--- Data for this task ---

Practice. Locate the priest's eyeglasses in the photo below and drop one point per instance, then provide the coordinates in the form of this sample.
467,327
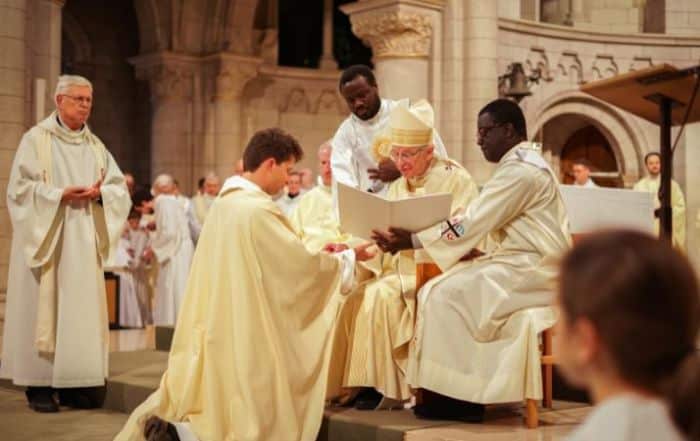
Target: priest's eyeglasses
80,99
404,155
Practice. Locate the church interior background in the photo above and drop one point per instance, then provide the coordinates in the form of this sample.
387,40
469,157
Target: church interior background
180,85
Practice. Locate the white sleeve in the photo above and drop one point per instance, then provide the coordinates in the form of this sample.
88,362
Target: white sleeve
342,157
347,270
193,223
440,149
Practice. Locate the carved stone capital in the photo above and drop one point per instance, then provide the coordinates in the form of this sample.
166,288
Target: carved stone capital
395,34
394,28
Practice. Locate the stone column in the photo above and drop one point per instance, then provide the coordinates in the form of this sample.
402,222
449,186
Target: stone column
406,48
172,81
327,60
480,49
47,48
688,161
227,76
13,111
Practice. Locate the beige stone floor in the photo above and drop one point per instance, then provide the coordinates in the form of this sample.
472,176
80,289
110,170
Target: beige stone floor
135,370
19,423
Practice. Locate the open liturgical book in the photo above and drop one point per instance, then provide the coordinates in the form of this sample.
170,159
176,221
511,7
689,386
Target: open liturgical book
362,212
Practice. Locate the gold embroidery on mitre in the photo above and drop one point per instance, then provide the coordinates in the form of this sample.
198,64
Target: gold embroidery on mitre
411,138
381,148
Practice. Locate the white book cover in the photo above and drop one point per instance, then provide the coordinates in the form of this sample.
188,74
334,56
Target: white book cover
592,209
362,212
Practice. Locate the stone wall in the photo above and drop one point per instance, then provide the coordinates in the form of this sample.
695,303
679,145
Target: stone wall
683,17
304,102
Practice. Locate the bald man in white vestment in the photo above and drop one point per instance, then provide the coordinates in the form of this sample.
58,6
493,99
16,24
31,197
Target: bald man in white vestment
68,203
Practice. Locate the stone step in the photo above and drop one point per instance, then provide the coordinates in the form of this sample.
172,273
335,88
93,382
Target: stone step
134,375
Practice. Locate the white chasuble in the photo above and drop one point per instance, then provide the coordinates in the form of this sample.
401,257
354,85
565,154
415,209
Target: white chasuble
379,317
478,323
250,352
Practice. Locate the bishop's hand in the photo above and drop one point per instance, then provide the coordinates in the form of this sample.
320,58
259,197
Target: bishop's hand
386,171
364,252
394,240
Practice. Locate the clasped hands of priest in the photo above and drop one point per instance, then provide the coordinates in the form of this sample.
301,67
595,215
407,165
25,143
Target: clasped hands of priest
77,193
398,239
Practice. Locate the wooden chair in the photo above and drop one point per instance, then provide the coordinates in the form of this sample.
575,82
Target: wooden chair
426,271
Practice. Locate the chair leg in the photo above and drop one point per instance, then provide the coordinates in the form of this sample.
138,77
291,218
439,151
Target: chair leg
531,418
547,382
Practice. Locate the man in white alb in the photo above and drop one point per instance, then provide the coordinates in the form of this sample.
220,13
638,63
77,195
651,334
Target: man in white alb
67,202
352,161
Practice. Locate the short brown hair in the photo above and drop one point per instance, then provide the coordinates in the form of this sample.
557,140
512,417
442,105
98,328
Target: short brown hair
582,161
642,297
270,143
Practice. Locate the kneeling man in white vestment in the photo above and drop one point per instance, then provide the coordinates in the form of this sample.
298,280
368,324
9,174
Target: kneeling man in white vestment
68,203
476,337
250,352
380,315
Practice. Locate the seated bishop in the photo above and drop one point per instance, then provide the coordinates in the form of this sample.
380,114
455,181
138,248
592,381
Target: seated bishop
476,338
377,321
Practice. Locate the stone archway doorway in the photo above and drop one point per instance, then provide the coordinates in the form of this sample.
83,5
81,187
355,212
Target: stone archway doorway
590,144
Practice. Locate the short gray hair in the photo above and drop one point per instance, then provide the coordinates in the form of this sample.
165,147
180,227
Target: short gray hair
66,81
161,182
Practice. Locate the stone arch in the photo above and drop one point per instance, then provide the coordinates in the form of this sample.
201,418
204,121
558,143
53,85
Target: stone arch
240,24
624,136
80,42
153,27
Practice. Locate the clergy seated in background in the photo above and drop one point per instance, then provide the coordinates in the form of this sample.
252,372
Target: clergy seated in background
134,292
476,338
172,248
289,200
314,218
67,203
200,204
352,160
651,184
251,348
380,316
581,169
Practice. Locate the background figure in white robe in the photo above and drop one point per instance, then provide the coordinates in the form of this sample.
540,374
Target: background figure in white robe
307,179
581,169
618,293
172,247
67,202
651,184
314,218
352,160
134,296
289,200
477,329
200,204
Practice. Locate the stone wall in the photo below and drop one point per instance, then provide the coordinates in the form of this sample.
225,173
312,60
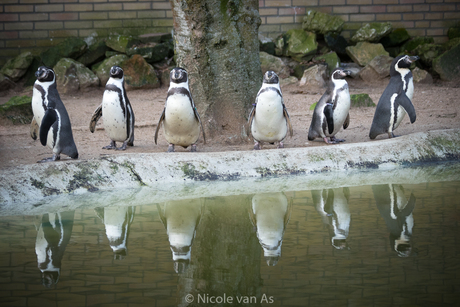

---

-- Exercise requirements --
Transcribe the records above exactly, leaving every picture out of the copy.

-- Task result --
Practice. Locate the priest's eyeglasses in the photo below and drop one point per instance, then provide the coordinates in the form of this sample.
467,327
Target: priest's eyeglasses
80,99
404,155
Practice. Locate the church interior background in the photo above and drop one point per instance, then provide the coordinates in the form of this sample.
387,40
469,157
Target: church interior background
180,85
Practice. Locate the white sleeve in the photo above and drop one point per instance, then provide the coordinates in the form of this sample.
88,362
Target: white sleeve
342,157
347,270
193,223
440,149
Practice. Locate the carved stone capital in the photo above and drop one point per instance, then provide the coordinates in the form of this sample.
166,288
Target: carved stone capital
395,34
394,28
Practice. Locate the stone column in the photo above and drop one point per instance, then provide the coordinates in the form of this sample.
402,222
449,186
Target: stone column
406,48
172,81
327,60
480,49
47,48
688,161
227,76
13,111
Practice. Locate the beige stone floor in the photo above and drop one point per instance, then provide the coordinates in the form of this sample.
472,176
80,289
110,170
Target: beige stone floor
135,370
19,423
Practice. Locate the open liturgical book in the photo above and drop one point per instance, then provide the coordinates in the form of this sample.
170,159
176,221
511,7
689,386
Target: open liturgical book
362,212
Practice. Locate the gold embroidery on mitre in the photo above and drop one point per instance, then provide the coordinates in the form of this sample.
198,64
Target: gold embroidery on mitre
411,138
381,148
Practice. Locate the white book cover in the photo above and drop one point per instance, then provide the coordinates in the form of this sample.
188,74
334,56
Target: white book cover
592,209
362,212
Practice. Locate the stone wall in the photo above and drop one point per instance, then provide the coordinates in the form of this sample.
695,303
679,145
Target: stone wall
683,17
304,102
Practice. Locate the bald man in white vestment in the photo above and drop one point per instance, then provide the coordinates in the form of this sample.
58,6
493,99
16,24
31,197
Target: bald man in white vestment
68,203
Practice. Locate the stone step in the photo above and drop one point per instance, then provide the coordinates in the form of this sample.
172,273
335,88
93,382
Target: stone step
134,375
Practice. Locate the white chasuble in the photo above and drop one point per instance, then provide the coordinates in the form of this sample.
401,257
354,85
565,154
415,209
Target: white chasuble
379,317
478,323
250,352
Practice. Locate the bishop's hand in the photo above and drop one point per instance, then provide the coordinates in the form of this sample.
320,58
259,197
Target: bishop's hand
386,171
364,252
394,240
Practice. Locate the clasped hands of priest in the photo above and drop one point per instance, then provide the coordinates in the form of this sample.
301,67
595,215
407,165
25,143
Target: clasped hands of priest
77,193
398,239
Practice. Locate the wooden chair in the photo above and drop one point per instance, then provide the coordinates in the form of this sample.
575,82
Target: wooden chair
426,271
Practice. Locate the chair leg in the photo above and drop one point per instance, then provide the coordinates in the form of this sample.
138,77
291,218
439,151
Target: chair leg
531,418
547,382
Practice. Locate the man in white alb in the photo above and drop one point per instance, then provide the coordinates in the form of this sample.
220,13
638,63
77,195
651,334
Target: man in white alb
67,202
352,161
Practice. Locate the short brown hair in the photo above and drop one point per instance, then provide the coordinates in the form of this sample.
557,140
512,417
442,105
98,328
Target: short brown hair
582,161
642,297
270,143
Practice. Locate the kneeling man in white vestment in the photo above and drop one point per instance, then provide the coordinates in the form of this sample.
298,280
368,324
9,174
Target: kneeling man in white vestment
68,203
476,337
250,352
380,315
Practice. Locate the seated bishop in the photo above and drop one point per instance, then provide the coordinates in the form of this sample.
380,114
455,181
138,248
592,381
Target: seated bishop
476,338
377,321
Practice. Locate the stone archway doorway in the photo above and drop one point per instance, then provide the coordinates in the form of this sample.
83,5
81,187
355,212
Target: stone archway doorway
590,144
Practice. Locate the short gray hair in the photo above and drop one point per instance, then provide the coordinates in the form of this sample.
165,147
180,227
Target: short gray hair
66,81
161,182
Practice. Locate the stone arch in the photo above and drop one point per instance, then provide the coordinates in the form of this sample.
201,418
204,121
558,143
53,85
Target: stone arch
240,24
624,136
80,42
153,27
Practice. Locate the clergy seated in background in the photo above and drop one point per instance, then provide the coordinates in the form of this sample.
252,372
Target: clergy seated in background
134,292
476,338
172,248
289,200
314,218
67,203
200,204
352,160
651,184
251,348
380,316
581,169
Practice. Locate the background figure in white robe in the photo above and drop one point per instance, then provide the coordinates in the form of this sample.
540,374
Target: background figure in white robe
307,179
581,169
618,293
172,247
67,202
651,184
314,218
352,160
134,296
289,200
477,329
200,204
Practice. Locate the stone wall in the photo below and drop one point per instance, then provide the coordinates in the form of this sample.
225,173
312,60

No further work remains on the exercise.